▶ [Exercise description] Rewrite every one of the entries below as a two-column CSV with the header row entry_text,answer. Give one row per entry, enclose each field in double quotes with its line breaks replaced by spaces, and leave out the pictures.

▶ [Provided records]
* * * *

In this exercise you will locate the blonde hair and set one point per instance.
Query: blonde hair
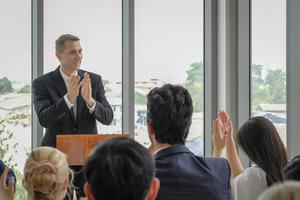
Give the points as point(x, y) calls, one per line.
point(288, 190)
point(45, 172)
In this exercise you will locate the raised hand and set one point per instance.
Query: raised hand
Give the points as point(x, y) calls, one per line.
point(86, 90)
point(217, 139)
point(73, 86)
point(225, 126)
point(6, 193)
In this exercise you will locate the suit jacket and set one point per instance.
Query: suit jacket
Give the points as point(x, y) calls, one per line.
point(184, 176)
point(54, 114)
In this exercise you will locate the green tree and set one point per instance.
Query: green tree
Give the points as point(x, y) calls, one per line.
point(8, 148)
point(270, 89)
point(5, 86)
point(276, 84)
point(194, 84)
point(106, 85)
point(140, 99)
point(25, 89)
point(259, 89)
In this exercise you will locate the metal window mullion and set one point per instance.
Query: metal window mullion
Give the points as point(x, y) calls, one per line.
point(293, 81)
point(37, 61)
point(128, 67)
point(210, 71)
point(244, 68)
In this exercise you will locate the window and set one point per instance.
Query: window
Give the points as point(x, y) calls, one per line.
point(169, 49)
point(269, 62)
point(15, 87)
point(98, 24)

* * * *

▶ [Worked answer]
entry_text,answer
"In this exercise you will locate the blonde hair and set one point per instance. Query: blonde hair Give the points as point(x, y) calls, one per line.","point(288, 190) point(45, 172)"
"In this exercise you will locate the raised hand and set one point per instance. Query: raised hand Give the points as point(x, y) calls, one per line.","point(86, 90) point(217, 139) point(73, 86) point(225, 126) point(6, 193)"
"In this exercise you will locate the suit jacket and set one point per instance. Query: suit jacket Give the points as point(x, y) calls, one per line.","point(184, 176) point(54, 114)"
"In this exercise you will locate the green tree and set one point per instance. Query: green tree Give the points as point(x, y) calls, one per line.","point(8, 148) point(270, 89) point(5, 86) point(276, 84) point(194, 84) point(106, 85) point(140, 99) point(25, 89) point(259, 89)"
"In this exercise you will locate the metal window mullion and set one point per instance. Query: metal window mullion Give the points as point(x, y) calls, one per line.","point(293, 81) point(37, 61) point(128, 67) point(210, 71) point(244, 68)"
"In this exercise you will locate the window and set one point per instance. Query: window Give the points as point(x, y) calls, one per line.","point(169, 49) point(269, 62) point(15, 87) point(98, 24)"